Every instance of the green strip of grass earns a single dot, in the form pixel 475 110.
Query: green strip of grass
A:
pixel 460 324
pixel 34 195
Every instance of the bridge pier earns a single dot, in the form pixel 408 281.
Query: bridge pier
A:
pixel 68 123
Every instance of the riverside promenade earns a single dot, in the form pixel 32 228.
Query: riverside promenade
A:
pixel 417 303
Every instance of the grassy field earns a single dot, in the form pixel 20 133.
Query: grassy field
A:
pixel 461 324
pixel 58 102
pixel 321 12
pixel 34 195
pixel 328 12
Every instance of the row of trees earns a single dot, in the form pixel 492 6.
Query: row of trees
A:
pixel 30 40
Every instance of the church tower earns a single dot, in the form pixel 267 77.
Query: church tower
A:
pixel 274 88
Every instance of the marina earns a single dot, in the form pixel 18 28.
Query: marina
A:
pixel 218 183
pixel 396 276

__What to work on__
Reproduce every item above, substituting "Label" for each occurrence of "Query" and leaving everything else unchanged.

__The solution__
Every instance of the green strip of grass earns a single dot, in the form pixel 475 110.
Label: green strip of grass
A:
pixel 460 324
pixel 34 195
Every instance of the bridge pier earns a single dot, in the form pixel 408 281.
Label: bridge pier
A:
pixel 68 123
Every instance of the riverside promenade earns a single dot, in the form pixel 32 228.
Label: riverside promenade
A:
pixel 417 303
Every instance of the grassy field earns a single dot, in the form pixel 20 133.
Label: grassy field
A:
pixel 461 324
pixel 58 102
pixel 321 12
pixel 34 195
pixel 328 12
Every instance of the row of trees earns a single dot, in the form pixel 492 6.
Label: row of trees
A:
pixel 30 40
Every instance of the church tower earns a single dot, in the form pixel 267 77.
Label: church tower
A:
pixel 274 88
Every instance of the marina earns a single dot, in the form pixel 18 28.
Label: marina
A:
pixel 218 183
pixel 396 276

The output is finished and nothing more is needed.